EXTRAIT DU DOCUMENT →
Les courroies de distribution des pratiques de santé

Faire que l'exceptionnel devienne la norme, tel devrait être l'objectif de la future réforme de la santé au travail, selon Jean-François Naton (Cese). "Sous l'effet de la crise, une mise en débat du travail est née dans les entreprises. C'est-à-dire pouvoir librement parler de son travail, et le confronter aux objectifs d'efficacité de l'entreprise. Cela doit perdurer. Mais les entreprises doivent pour cela être accompagnées. Et c'est dans ce sens que l'efficacité des acteurs de la santé au travail doit être remise en question."

"Les branches professionnelles arrivent à accomplir de grandes avancées en déclinant de façon pratique les principes de santé au travail, rebondit Jérémy Mailly (groupe MOM). C'est très utile pour les petites et moyennes entreprises qui n'ont pas forcément les compétences sur ces sujets. Mais nous avons aussi besoin d'acteurs de proximité, car c'est dans l'entreprise qu'on en comprend réellement les enjeux. Il faut donc que cet acteur joue le rôle de courroie de distribution entre les branches nationales matures sur les questions de santé au travail et les entreprises locales. Des personnes formées à ces sujets."

"Les managers sont bien placés pour servir de courroie de transmission, intervient Anne-Sophie Godon (Malakoff Humanis). La santé doit faire partie du quotidien de travail et des pratiques managériales, y compris dans des secteurs où les risques en matière de santé sont moins visibles. Les enjeux de santé doivent être internalisés : il faut que tout le monde soit convaincu qu’en prenant en compte la santé au travail, on aura de la performance. Et comme les entreprises jugent sur preuves, il serait intéressant de mettre en place des formations à l'évaluation des impacts de la politique de santé au travail."

Remettre le travail au centre de la politique

Et c'est justement cette nécessité de proximité qui est la cause de l'échec des réformes en santé au travail, selon Jean-François Naton (Cese). "Le troisième plan de santé au travail était selon moi très bon : il portait les bons diagnostics et contenait tout ce qu'il faut pour bien faire. Les difficultés sont liées à sa mise en oeuvre : savoir embarquer, créer la dynamique de proximité une fois les règles adoptées au niveau stratosphérique. Pourquoi refaire indéfiniment le match avec une nouvelle négociation, alors que le diagnostic est déjà posé ?"

JEU DE DONNÉES →
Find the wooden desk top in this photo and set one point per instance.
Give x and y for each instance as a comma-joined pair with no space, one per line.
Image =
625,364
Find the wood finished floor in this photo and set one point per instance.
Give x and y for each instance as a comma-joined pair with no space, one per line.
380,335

LISTE DES CONSIGNES →
• 1. Dans le texte sur la santé au travail, à quoi Jean-François Naton attribue-t-il les difficultés du troisième plan de santé au travail ?
• 2. Poursuivez le texte sur la réforme de la santé au travail à partir de sa dernière phrase.

RÉPONSES DANS L'ORDRE →
• 1. À sa mise en œuvre.

• 2.
"Je ne pense pas que le sujet soit réellement porté politiquement, estime Stéphane Viry, député des Vosges et membre de la commission des affaires sociales. Malgré tout, la question doit être traitée durant ce quinquennat et nous ferons tout pour que la loi soit à la hauteur des enjeux du XXIe siècle. Mais de grâce, ne portons pas uniquement le regard sur les questions de gouvernance ! Le constat des carences de la santé au travail durant l'épidémie, les nouveaux risques pour la santé causés par le développement du télétravail... Il y a énormément de sujets à mettre sur la table, avec un champs très large. Si l'on veut que les ressources humaines deviennent un élément de compétitivité, faisons en sorte que les hommes et les femmes soient épanouis dans leur travail, pour tirer l’entreprise vers le haut". "Tant qu'on ne remettra pas le travail au centre de la politique, insiste Jean-François Naton (Cese), on restera sur du bidouillage, du cosmétique".

Les négociations santé au travail reprendront le 29 octobre pour clôre le sujet de la gouvernance, avant de reprendre pour deux séances finales en novembre. Syndicats et patronat se disent optimistes sur la concrétisation d'un futur accord.